§ **Material for the task**
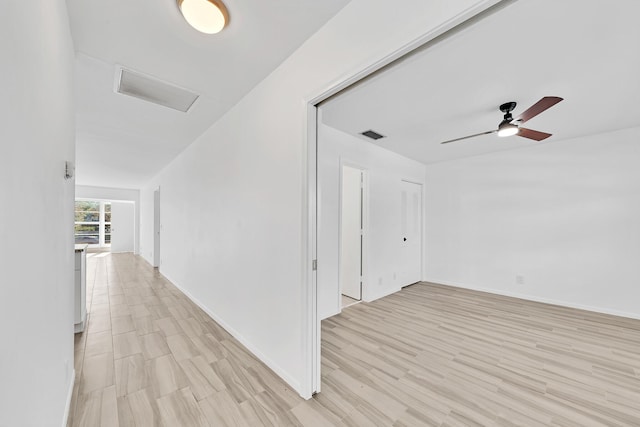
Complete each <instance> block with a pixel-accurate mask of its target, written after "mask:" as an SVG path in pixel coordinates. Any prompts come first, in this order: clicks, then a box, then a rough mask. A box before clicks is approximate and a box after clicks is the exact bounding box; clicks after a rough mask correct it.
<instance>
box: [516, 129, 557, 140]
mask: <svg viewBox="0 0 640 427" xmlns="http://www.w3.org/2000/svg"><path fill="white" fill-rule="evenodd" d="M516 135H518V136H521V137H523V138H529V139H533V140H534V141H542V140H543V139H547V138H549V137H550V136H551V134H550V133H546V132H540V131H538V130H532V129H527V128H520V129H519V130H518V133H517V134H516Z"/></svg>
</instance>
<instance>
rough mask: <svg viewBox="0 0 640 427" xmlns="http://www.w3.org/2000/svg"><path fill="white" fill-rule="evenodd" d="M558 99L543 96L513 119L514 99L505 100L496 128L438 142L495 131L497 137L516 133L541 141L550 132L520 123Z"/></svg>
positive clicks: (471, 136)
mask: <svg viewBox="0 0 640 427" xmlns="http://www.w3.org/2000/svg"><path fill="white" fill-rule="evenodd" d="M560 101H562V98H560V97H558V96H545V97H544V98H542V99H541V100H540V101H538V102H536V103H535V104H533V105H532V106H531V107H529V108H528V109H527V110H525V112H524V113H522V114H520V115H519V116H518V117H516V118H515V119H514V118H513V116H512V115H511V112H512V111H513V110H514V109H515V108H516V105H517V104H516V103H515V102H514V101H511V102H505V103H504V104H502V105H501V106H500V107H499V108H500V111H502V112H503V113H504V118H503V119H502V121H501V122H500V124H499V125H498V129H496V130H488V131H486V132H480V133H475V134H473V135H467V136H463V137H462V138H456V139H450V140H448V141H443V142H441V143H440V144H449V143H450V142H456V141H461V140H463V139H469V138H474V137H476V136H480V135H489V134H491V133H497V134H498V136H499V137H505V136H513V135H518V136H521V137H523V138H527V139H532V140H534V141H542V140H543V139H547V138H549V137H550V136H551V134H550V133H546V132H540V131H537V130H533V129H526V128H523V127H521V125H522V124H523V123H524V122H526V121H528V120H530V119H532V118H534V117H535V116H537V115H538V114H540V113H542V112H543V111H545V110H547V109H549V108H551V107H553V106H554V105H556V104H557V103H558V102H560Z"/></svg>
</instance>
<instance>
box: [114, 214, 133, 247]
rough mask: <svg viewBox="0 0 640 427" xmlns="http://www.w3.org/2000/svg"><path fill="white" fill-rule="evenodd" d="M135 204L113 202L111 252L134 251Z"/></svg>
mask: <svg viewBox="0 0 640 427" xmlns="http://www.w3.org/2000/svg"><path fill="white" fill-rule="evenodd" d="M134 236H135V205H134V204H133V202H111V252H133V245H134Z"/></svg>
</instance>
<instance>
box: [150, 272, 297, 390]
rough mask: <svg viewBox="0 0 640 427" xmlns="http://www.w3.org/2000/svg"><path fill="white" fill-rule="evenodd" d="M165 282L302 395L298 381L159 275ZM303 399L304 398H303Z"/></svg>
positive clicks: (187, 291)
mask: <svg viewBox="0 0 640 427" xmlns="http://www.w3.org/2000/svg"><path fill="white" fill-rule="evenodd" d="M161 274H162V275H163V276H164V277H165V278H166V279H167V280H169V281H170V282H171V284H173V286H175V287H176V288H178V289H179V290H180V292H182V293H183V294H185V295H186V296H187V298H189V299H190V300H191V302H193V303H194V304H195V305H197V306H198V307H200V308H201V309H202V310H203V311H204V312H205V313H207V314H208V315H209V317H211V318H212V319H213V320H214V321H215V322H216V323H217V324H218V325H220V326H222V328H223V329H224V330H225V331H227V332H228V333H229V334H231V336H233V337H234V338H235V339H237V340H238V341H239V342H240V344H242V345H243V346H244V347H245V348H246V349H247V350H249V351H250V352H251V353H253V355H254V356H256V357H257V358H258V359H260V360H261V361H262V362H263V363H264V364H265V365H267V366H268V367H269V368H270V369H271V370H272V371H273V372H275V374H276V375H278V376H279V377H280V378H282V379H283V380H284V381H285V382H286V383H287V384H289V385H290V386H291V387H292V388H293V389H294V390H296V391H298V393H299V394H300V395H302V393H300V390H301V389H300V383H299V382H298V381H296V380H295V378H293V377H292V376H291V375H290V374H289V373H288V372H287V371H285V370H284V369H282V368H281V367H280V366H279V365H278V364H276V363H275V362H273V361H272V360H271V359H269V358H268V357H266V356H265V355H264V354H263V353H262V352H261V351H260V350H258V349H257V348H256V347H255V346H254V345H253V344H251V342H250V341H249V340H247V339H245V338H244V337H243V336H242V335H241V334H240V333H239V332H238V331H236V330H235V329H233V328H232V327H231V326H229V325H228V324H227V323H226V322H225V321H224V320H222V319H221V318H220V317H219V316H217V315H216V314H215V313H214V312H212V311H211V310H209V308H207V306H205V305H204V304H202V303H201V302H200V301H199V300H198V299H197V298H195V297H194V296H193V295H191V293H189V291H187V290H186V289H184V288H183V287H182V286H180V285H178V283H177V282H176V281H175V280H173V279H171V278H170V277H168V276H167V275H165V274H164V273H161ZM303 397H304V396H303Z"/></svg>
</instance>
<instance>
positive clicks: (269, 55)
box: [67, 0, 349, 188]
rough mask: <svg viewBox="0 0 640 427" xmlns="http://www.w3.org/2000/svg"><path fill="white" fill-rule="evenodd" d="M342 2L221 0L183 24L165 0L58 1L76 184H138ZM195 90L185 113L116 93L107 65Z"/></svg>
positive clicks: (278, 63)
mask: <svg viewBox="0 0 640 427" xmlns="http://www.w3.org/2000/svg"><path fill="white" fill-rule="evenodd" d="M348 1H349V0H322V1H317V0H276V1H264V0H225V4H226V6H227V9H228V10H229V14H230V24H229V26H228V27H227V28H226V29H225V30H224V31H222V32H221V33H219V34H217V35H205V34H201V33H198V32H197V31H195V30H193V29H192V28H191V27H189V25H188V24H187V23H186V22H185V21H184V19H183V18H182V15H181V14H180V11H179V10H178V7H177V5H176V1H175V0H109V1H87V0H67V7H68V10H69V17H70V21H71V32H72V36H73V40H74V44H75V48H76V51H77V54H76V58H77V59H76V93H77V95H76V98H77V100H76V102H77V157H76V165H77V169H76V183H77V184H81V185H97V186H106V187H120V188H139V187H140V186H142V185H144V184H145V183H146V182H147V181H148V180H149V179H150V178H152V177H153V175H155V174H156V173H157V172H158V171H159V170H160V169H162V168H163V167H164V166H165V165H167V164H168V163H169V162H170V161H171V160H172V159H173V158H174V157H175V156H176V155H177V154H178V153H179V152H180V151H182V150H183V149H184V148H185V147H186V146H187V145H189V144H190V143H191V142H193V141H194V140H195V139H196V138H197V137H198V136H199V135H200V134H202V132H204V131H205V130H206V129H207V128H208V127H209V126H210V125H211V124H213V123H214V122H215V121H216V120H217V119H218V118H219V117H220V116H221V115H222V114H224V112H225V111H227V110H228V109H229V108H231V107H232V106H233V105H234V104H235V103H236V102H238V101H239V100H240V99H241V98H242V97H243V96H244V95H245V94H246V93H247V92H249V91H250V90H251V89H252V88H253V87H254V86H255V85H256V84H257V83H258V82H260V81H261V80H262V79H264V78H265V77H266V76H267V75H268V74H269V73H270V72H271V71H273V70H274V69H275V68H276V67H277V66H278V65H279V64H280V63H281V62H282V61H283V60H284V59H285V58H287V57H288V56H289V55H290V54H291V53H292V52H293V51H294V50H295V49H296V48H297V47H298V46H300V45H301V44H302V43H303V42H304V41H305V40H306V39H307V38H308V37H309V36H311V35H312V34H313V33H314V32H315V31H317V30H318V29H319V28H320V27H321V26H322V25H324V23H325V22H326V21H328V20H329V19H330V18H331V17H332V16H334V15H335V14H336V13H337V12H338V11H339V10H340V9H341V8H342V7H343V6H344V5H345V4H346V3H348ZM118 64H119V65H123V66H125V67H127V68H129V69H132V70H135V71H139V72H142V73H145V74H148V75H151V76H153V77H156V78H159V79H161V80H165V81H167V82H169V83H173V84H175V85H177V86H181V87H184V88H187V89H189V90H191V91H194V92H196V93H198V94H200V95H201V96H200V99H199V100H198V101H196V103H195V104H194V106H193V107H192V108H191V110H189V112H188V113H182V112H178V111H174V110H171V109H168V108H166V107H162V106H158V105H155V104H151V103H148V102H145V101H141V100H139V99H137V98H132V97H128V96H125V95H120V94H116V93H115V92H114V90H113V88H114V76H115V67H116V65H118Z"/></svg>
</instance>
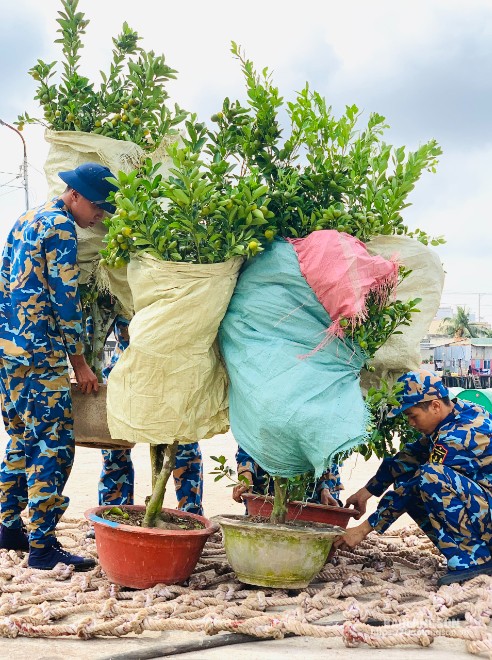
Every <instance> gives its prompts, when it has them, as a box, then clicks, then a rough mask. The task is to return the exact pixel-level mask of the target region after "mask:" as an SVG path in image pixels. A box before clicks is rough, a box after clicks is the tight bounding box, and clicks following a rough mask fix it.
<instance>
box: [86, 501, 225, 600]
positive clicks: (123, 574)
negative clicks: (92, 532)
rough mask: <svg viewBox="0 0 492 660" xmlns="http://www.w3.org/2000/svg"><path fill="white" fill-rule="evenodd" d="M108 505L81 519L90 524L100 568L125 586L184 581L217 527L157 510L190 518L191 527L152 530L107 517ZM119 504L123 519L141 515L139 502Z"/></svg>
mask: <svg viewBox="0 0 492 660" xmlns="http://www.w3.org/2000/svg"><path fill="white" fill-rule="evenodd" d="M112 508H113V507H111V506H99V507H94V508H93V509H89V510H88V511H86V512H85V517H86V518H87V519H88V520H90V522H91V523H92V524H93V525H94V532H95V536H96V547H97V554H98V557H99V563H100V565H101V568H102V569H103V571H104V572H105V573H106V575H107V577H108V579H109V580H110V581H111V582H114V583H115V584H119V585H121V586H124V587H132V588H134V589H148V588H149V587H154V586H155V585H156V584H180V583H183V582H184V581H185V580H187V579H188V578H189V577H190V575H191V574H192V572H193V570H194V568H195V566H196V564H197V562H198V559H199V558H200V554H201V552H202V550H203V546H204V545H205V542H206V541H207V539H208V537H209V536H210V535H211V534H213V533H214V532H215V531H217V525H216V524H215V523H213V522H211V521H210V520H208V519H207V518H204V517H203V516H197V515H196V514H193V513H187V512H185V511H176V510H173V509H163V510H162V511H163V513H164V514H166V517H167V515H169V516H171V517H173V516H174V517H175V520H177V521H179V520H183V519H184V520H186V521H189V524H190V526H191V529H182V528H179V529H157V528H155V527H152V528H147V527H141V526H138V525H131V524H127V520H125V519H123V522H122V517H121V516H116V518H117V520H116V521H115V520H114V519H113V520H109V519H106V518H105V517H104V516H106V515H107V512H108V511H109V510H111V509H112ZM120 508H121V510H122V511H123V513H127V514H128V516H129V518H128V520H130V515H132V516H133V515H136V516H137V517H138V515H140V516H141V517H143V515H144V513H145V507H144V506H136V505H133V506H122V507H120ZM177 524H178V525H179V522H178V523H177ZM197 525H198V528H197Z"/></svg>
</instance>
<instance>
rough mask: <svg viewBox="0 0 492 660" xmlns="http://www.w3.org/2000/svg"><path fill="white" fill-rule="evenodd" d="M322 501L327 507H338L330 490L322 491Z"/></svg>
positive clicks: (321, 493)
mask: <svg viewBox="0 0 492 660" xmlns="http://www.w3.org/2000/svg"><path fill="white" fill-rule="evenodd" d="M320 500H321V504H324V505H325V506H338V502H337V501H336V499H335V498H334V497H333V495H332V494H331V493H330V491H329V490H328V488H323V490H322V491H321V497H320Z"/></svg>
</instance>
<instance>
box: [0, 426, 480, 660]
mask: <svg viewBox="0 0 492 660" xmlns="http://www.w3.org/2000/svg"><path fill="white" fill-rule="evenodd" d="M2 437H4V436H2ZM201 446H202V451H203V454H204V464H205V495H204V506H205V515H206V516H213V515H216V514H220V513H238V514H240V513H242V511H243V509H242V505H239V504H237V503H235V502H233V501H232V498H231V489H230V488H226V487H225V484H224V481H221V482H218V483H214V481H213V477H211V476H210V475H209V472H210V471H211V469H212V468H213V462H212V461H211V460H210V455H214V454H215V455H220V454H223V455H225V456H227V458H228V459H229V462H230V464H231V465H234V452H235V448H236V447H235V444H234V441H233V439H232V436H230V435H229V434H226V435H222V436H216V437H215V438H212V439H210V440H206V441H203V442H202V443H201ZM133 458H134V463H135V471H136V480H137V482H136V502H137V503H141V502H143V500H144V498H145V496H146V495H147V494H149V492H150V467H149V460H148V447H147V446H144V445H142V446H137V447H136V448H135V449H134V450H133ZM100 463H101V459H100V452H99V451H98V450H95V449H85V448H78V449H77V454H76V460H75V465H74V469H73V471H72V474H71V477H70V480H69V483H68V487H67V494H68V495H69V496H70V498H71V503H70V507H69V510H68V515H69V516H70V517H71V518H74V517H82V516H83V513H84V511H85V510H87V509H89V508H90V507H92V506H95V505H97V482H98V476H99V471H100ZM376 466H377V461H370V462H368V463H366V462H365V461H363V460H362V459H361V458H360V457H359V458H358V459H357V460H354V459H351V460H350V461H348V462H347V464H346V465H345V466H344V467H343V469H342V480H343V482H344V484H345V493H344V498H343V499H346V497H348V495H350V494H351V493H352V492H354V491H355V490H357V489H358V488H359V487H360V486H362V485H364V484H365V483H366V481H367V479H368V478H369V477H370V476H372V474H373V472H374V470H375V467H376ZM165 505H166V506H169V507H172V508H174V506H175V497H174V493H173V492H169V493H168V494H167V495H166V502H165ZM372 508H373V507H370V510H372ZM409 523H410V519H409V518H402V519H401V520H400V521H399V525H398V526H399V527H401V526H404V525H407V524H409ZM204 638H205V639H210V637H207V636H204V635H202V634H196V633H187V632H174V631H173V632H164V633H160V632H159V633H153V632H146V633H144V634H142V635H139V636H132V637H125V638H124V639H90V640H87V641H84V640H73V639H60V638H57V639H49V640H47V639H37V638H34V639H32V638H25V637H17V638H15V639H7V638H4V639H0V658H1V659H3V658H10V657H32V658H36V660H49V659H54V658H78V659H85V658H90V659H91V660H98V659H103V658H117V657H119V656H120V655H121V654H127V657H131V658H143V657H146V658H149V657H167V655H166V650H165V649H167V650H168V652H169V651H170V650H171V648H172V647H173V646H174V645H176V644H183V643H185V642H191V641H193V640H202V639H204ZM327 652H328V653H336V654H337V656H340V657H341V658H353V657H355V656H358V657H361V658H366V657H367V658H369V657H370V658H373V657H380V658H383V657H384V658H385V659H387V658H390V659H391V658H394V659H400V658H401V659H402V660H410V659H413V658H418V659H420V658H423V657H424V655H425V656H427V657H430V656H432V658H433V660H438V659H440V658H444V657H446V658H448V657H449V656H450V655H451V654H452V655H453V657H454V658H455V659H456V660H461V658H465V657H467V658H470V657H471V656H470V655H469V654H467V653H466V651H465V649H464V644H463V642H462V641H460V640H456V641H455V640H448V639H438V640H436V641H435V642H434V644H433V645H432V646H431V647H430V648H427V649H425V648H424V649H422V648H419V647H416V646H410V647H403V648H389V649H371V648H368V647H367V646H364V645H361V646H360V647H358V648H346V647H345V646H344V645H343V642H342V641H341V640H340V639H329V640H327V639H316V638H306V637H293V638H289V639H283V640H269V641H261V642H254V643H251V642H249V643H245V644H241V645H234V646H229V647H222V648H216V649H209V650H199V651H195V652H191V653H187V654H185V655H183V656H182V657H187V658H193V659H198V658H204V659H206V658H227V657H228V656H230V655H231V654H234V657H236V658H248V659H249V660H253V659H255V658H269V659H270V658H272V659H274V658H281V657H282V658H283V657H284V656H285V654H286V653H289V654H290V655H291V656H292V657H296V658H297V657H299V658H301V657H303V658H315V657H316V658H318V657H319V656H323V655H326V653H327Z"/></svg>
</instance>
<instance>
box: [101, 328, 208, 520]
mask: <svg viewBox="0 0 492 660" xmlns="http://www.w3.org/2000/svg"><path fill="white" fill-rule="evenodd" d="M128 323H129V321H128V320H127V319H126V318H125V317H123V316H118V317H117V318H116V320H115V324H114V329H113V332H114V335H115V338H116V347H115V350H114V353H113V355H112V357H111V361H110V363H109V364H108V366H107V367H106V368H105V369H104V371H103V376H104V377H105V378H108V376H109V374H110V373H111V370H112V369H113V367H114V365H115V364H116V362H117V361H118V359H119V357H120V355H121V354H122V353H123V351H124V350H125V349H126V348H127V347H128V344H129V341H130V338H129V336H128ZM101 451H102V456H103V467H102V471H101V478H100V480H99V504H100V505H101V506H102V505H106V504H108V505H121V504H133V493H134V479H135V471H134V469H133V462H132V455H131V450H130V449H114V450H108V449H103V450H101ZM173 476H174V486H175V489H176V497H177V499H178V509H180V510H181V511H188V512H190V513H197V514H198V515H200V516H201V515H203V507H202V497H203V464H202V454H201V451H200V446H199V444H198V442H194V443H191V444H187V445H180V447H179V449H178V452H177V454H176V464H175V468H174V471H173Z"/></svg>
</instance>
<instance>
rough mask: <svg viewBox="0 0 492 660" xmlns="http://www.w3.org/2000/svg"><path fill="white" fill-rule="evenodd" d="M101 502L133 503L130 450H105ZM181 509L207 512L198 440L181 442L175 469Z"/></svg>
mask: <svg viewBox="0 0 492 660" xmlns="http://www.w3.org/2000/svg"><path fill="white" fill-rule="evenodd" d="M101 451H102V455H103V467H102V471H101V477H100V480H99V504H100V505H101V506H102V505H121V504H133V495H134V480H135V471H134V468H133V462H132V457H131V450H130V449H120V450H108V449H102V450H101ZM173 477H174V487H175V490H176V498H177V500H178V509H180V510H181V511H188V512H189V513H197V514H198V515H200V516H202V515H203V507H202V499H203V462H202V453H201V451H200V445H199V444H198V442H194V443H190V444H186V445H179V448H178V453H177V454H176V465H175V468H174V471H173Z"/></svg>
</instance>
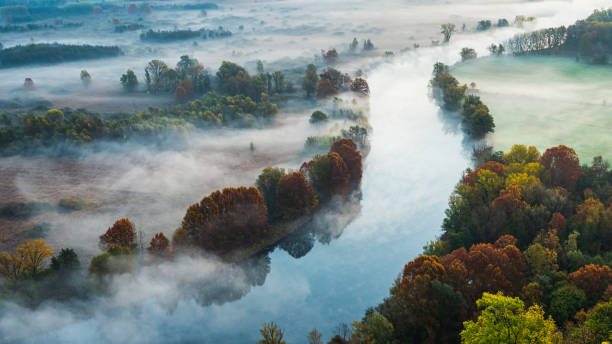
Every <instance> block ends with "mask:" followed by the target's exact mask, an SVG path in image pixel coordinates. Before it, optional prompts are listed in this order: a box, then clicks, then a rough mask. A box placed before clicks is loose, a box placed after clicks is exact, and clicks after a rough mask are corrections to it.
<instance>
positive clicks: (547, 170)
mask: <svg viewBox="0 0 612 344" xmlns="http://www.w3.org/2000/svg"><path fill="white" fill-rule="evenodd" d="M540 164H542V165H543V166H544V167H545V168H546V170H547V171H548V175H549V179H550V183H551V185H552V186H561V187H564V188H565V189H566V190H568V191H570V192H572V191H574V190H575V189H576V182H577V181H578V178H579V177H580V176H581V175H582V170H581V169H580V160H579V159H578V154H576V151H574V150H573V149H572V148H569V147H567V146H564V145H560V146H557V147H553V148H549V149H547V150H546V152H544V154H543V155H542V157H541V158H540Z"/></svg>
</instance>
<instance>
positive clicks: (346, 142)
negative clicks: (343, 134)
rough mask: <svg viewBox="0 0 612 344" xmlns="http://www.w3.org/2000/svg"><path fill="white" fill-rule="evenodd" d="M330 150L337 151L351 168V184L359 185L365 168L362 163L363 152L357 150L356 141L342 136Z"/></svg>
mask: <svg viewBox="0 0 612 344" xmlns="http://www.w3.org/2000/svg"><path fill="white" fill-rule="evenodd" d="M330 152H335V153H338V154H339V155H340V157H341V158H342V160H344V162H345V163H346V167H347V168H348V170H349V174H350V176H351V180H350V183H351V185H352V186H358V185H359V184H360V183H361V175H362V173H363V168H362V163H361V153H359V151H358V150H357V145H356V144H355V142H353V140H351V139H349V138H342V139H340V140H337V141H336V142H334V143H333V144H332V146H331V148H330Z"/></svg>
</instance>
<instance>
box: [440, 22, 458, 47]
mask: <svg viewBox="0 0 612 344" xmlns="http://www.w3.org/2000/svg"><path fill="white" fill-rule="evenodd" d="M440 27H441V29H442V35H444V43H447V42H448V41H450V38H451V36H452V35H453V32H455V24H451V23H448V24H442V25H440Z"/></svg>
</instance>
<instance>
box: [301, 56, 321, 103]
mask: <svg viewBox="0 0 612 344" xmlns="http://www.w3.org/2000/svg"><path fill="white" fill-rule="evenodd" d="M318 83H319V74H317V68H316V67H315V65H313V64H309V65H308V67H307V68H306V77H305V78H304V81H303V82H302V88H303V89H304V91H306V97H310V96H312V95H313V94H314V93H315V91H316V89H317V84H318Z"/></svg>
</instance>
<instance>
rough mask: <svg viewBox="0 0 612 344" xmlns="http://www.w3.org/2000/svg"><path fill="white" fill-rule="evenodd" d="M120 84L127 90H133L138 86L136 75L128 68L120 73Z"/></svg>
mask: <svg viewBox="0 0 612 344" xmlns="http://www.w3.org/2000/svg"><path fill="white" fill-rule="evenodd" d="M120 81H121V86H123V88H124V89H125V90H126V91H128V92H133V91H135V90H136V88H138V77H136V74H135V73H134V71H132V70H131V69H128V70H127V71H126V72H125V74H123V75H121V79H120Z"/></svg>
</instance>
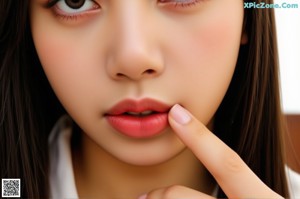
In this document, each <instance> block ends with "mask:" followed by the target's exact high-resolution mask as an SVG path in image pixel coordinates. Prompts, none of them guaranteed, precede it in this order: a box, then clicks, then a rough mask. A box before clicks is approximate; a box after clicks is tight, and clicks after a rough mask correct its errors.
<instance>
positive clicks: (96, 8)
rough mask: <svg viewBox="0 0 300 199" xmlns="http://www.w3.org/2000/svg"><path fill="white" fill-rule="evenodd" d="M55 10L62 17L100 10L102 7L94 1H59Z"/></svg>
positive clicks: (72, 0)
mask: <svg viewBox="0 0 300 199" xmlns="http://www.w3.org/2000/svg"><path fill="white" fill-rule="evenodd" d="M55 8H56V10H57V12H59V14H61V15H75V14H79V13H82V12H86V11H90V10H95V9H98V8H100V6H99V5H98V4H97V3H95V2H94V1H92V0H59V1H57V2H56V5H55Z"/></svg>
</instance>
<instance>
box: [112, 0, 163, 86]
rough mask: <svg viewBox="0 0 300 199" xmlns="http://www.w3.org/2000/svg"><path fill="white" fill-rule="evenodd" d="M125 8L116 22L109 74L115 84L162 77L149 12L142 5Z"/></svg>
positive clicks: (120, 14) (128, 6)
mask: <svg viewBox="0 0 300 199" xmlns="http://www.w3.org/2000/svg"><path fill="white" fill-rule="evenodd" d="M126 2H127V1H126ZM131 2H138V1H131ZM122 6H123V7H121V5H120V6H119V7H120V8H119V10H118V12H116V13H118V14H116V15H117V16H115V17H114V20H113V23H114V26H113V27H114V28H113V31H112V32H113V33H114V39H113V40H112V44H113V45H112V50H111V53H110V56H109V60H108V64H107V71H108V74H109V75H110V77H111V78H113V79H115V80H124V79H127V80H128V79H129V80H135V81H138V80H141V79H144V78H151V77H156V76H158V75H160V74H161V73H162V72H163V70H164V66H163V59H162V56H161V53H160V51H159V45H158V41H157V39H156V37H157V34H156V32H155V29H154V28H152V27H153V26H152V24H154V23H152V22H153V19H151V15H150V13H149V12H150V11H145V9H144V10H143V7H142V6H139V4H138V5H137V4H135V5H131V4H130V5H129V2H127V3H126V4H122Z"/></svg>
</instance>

§ **What you will do**
Copy every line from the data that includes the string "negative".

§ **Task solution**
negative clicks: (92, 532)
negative clicks: (343, 134)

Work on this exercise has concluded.